**Written task A:**
Based on the pull request thread below, say whether each statement agrees with it. Answer yes or no for each, quoting the deciding words of the thread.
(i) The separate predicates that replace primitive_basic_block_member together take 18s on a medium-sized db.
(ii) Using the shortestDistances HOP brought the 77s predicate down to 18s.
(iii) jbj considers a change note necessary for this change.

**Given text:**
^^^^
C++: Split index calculation from BB membership #123

jbj · 2018-08-31T12:08:53Z

This change gave me a great speedup. I'm not totally done testing this, but I'm opening the PR just to mark it as a 1.18 item.

Instead of computing these two things in one predicate, they are computed in separate predicates and then joined. This splits the predicate primitive_basic_block_member, which took 77s before, into predicates that together take 18s on a medium-sized db.

Instead of computing these two things in one predicate, they are computed in separate predicates and then joined. This splits the predicate `primitive_basic_block_member`, which took 77s before, into predicates that together take 18s on a medium-sized db.

This change gave a slight speed-up by eliminating an unnecessary intermediate predicate.

jbj · 2018-09-01T06:07:52Z

I've retargeted this to rc/1.18 and got it ready for merging.

If someone wants to test this for performance, be sure not to trust the "Clause timing report" printed at the end of the log in QL4E. I've observed it to underestimate the time spent on recursive predicates by a factor of 10. It's better to search through the whole log and subtract the timestamps between the beginning and end of the evaluation of the predicate(s) of interest.

kevinbackhouse · 2018-09-01T14:48:36Z

The QL is correct. It's surprising that it gives such a big speed up! The recursion in getMemberIndex looks essentially identical to the recursion in the old version of primitive_basic_block_member. Is the evaluator faster on 2-column relations, for some reason?

jbj · 2018-09-01T16:55:38Z

I can't really explain why it gets so much faster -- or rather, why it's so slow in the first place. It could be a bad join order that just happens to get fixed by changing up the definitions. I did a little bit of fiddling with pragma[noopt] on the original 3-column relation, but I wasn't able to make it faster.

I also tried using the shortestDistances HOP to assign the numbers. That took the 77s predicate down to 41s.

jbj · 2018-09-01T17:14:59Z

By the way, I've been testing for correctness by checking that this query gives the same results before and after:

import semmle.code.cpp.controlflow.internal.PrimitiveBasicBlocks

from int i
where i = any(PrimitiveBasicBlock b).length()
select i, strictcount(PrimitiveBasicBlock b | i = b.length())

I should also follow up by checking if the IRBlock construction can benefit from the same change.

felicitymay · 2018-09-04T14:09:59Z

Does this merit a change note?

jbj · 2018-09-04T14:28:31Z

I don't think there's a need for a change note. Every release makes some things slower (but better) and other things faster, and we hope it roughly balances out.
^^^^
**Written task B:** Quote the part of the rows that opens with the line containing "Each instance of the food" and runs through the last line of the rows, with both ends included.
^^^^
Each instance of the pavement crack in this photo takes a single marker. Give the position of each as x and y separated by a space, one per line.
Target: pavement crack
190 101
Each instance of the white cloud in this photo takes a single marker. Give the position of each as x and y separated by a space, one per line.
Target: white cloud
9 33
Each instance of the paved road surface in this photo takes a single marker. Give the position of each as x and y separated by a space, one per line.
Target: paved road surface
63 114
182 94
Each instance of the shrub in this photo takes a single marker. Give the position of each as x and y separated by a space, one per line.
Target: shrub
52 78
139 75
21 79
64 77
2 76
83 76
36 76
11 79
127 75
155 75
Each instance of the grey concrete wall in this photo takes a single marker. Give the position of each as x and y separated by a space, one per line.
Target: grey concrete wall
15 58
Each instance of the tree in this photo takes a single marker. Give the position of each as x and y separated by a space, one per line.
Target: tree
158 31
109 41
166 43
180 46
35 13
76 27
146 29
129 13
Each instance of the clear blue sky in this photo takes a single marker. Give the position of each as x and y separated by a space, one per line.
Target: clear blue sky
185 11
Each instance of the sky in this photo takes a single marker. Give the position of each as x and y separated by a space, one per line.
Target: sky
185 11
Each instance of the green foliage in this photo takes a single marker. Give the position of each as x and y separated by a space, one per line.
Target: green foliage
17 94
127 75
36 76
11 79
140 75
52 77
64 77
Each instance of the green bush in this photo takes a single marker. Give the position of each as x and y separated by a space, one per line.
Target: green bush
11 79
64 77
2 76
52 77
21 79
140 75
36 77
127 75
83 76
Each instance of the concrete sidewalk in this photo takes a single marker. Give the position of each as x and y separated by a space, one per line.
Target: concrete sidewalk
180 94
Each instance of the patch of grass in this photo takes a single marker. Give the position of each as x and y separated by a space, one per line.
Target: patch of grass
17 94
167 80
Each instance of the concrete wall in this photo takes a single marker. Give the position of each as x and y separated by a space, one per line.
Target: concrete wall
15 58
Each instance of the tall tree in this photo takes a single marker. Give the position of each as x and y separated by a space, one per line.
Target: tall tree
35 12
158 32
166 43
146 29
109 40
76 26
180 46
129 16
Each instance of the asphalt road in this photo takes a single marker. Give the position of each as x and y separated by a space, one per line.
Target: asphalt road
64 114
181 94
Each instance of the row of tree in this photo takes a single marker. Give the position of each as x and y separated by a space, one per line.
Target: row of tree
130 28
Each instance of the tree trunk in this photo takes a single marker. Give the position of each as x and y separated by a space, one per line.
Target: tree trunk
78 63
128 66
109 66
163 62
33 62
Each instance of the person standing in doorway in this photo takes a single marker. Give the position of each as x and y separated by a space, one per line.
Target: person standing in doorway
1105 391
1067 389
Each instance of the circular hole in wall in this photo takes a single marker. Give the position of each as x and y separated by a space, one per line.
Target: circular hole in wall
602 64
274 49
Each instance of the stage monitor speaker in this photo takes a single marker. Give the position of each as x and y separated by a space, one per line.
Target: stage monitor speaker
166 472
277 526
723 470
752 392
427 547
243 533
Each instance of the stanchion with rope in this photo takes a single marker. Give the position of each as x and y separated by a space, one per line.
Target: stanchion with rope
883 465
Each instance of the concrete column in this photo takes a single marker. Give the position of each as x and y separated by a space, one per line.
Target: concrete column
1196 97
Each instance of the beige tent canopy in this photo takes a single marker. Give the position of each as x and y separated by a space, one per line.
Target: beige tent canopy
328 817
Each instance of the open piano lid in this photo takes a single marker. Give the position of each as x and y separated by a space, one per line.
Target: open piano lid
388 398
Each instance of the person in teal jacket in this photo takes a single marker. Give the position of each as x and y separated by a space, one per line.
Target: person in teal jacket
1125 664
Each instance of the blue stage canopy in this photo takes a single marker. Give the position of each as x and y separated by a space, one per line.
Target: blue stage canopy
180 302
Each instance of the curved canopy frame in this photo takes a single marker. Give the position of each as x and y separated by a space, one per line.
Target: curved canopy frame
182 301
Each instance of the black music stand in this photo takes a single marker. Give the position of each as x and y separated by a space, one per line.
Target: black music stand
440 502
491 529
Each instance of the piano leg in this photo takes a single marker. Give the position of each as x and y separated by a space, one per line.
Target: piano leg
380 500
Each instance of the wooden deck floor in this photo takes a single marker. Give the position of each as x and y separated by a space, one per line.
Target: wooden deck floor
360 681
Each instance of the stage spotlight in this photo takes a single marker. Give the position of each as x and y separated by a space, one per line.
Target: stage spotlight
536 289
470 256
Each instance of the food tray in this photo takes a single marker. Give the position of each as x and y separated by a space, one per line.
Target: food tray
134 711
^^^^
**Full solution A:**
(i) Yes: "into predicates that together take 18s on a medium-sized db."
(ii) No: "That took the 77s predicate down to 41s."
(iii) No: "I don't think there's a need for a change note."

**Full solution B:**
Each instance of the food tray in this photo takes a single marker. Give the position of each as x and y separated by a space, one per line.
Target: food tray
134 711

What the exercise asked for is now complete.